Testo di studio
• • • • •

Pagine Esteri – L’Ucraina ha perso la guerra, e ogni giorno che passa si avvicina il punto di rottura. Per anni ha creduto, incitata e foraggiata dagli Stati Uniti e dai paesi europei, di tenere testa ad una Russia descritta come isolata e debole.

Kiev ha lasciato incancrenire il conflitto in Donbass, la cui popolazione è stata trattata da Kiev come un nemico interno sin dal cambio di regime del 2014 e sottoposta ad una aggressione militare, concedendo alla Russia l’opportunità di intervenire a difesa dei “fratelli russi” dell’Ucraina orientale.

L’ingresso “de facto” di Kiev nella Nato, con annesse massicce forniture di armi e arrivo nel paese di consiglieri militari occidentali, ha convinto infine Putin a ordinare l’invasione nel 2022.

A quasi quattro anni dall’inizio dei combattimenti diretti tra ucraini e russi, la situazione a Kiev appare sempre più grave, mentre i vari tour e incontri diplomatici diretti al raggiungimento di un accordo si scontrano con le linee rosse di Zelensky e Putin e con il timore dei paesi europei di rimanere tagliati fuori dall’abbraccio tra Mosca e Washington (nella “Strategia per la sicurezza nazionale” il governo statunitense ha messo nero su bianco la necessità di ripristinare le relazioni economiche e politiche con la storica controparte).

Trump sembra realmente interessato a disimpegnarsi da un conflitto che invece l’amministrazione Biden fece di tutto per far deflagrare, a costo di sacrificare il gruppo dirigente ucraino come del resto è da tradizione in molte delle guerre condotte dagli Stati Uniti contro i propri nemici.

Zelensky e i suoi si trovano di fronte ad una tragica scelta: sacrificare territori che hanno del resto già perso o che potrebbero perdere nelle prossime settimane – e con essi la continuazione della propria carriera politica – oppure portare il paese al collasso continuando un conflitto che l’Ucraina non è più in grado di reggere con gli scarsi aiuti che l’Unione Europea è in grado di accordargli mentre Washington tira i remi in barca per concentrarsi sull’America Latina.

La Russia ha ripreso ad avanzare
Dopo aver negato per settimane che a Pokrovsk, in Donbass, la situazione fosse disperata, il comandante militare ucraino Oleksandr Syrskii ha ammesso di aver ordinato alle sue truppe di abbandonare le posizioni che non sono più in grado di difendere, lasciando campo libero ai militari russi che controllano la maggior parte della città assediata da ormai 17 mesi ed hanno occupato Siversk, una delle cittadine maggiormente fortificate dell’area. Ora le truppe russe si apprestano a conquistare la vicina Liman.

Il generale russo Valery Gerasimov ha affermato che le sue forze stanno avanzando lungo tutta la linea del fronte, preparandosi a sloggiare del tutto gli ucraini da Pokrovsk per poi lanciarsi contro Kramatorsk e Slovyansk, le ultime grandi città del Donbass ancora controllate da Kiev, il cui assedio di fatto è già iniziato.

• • • • •

Estratto dei dati
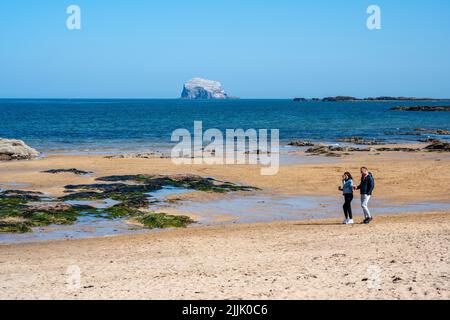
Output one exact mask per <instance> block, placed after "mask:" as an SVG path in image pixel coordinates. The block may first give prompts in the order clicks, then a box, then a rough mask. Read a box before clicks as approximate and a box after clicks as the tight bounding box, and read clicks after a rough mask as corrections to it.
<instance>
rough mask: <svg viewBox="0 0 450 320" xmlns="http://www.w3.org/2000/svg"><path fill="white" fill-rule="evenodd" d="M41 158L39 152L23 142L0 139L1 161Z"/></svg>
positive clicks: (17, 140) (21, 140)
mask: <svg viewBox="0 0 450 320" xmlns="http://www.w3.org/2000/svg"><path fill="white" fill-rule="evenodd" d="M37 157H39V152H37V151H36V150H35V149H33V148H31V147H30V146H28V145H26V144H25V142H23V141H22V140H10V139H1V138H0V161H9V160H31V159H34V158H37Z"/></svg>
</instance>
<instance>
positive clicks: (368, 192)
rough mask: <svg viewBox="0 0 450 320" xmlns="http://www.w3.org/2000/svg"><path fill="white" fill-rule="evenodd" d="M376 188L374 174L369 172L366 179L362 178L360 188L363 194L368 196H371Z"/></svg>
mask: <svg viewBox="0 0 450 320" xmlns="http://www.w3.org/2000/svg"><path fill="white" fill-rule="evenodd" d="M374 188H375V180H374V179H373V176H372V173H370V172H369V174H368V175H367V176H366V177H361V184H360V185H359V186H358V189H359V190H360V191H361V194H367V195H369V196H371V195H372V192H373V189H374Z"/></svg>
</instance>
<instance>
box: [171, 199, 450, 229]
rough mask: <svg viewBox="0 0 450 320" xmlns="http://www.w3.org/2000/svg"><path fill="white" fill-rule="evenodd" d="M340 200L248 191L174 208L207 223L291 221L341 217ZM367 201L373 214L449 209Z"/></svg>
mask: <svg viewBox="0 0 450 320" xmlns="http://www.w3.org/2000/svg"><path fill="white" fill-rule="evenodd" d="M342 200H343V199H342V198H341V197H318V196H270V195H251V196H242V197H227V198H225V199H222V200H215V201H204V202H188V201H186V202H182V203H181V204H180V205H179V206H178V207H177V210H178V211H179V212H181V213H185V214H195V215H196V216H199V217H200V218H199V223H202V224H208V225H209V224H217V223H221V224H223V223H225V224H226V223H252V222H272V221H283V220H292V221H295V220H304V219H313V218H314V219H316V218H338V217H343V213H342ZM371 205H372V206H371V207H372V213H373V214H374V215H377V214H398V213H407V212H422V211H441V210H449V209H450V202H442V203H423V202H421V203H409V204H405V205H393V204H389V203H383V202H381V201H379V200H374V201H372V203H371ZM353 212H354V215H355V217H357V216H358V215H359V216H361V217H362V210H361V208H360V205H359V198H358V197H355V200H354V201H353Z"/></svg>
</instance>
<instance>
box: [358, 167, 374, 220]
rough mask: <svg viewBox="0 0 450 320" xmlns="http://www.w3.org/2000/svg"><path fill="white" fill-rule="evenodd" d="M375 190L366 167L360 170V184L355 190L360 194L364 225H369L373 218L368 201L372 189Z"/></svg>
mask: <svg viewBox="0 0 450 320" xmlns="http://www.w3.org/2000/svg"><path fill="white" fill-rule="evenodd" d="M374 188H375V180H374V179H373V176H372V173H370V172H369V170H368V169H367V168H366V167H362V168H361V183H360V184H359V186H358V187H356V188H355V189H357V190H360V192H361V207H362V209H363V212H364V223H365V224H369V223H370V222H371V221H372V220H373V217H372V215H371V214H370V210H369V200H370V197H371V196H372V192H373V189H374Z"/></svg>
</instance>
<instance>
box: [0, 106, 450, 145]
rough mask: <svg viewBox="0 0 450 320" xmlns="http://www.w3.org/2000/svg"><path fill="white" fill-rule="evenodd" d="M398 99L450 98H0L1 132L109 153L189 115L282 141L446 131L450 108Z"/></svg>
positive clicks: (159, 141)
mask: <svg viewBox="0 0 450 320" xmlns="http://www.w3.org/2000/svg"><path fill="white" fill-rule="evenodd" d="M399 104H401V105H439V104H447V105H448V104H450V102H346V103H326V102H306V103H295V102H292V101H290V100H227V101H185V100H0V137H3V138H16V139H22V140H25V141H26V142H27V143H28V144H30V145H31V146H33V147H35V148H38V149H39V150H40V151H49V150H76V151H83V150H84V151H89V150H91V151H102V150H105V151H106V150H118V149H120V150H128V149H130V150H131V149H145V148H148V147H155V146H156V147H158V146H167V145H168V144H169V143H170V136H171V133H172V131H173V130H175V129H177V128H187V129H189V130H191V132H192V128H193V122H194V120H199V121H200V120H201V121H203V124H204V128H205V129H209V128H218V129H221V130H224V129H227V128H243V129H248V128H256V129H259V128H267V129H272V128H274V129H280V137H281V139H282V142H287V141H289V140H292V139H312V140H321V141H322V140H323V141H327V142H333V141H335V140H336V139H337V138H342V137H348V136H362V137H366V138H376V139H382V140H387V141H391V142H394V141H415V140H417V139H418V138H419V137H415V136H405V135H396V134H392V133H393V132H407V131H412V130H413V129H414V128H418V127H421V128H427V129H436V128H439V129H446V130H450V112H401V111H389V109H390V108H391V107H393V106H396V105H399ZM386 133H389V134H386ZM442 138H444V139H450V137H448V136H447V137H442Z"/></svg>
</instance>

• • • • •

Compiti da svolgere
**A.** Elenca tutte le persone indicate per nome nel testo di studio.
**B.** Traduci in inglese la frase del testo di studio "Ora le truppe russe si apprestano a conquistare la vicina Liman."
**C.** Riscrivi il passo del testo di studio che si apre con le parole "Zelensky e i" e si chiude con "concentrarsi sull’America Latina.", sostituendo "territori" con "regioni".
Per lo svolgimento ci si basa unicamente sul testo di studio.

Soluzioni
**A.** Putin, Zelensky, Trump, Biden, Oleksandr Syrskii, Valery Gerasimov

**B.** Russian troops are now getting ready to capture nearby Liman.

**C.**
Zelensky e i suoi si trovano di fronte ad una tragica scelta: sacrificare regioni che hanno del resto già perso o che potrebbero perdere nelle prossime settimane – e con essi la continuazione della propria carriera politica – oppure portare il paese al collasso continuando un conflitto che l’Ucraina non è più in grado di reggere con gli scarsi aiuti che l’Unione Europea è in grado di accordargli mentre Washington tira i remi in barca per concentrarsi sull’America Latina.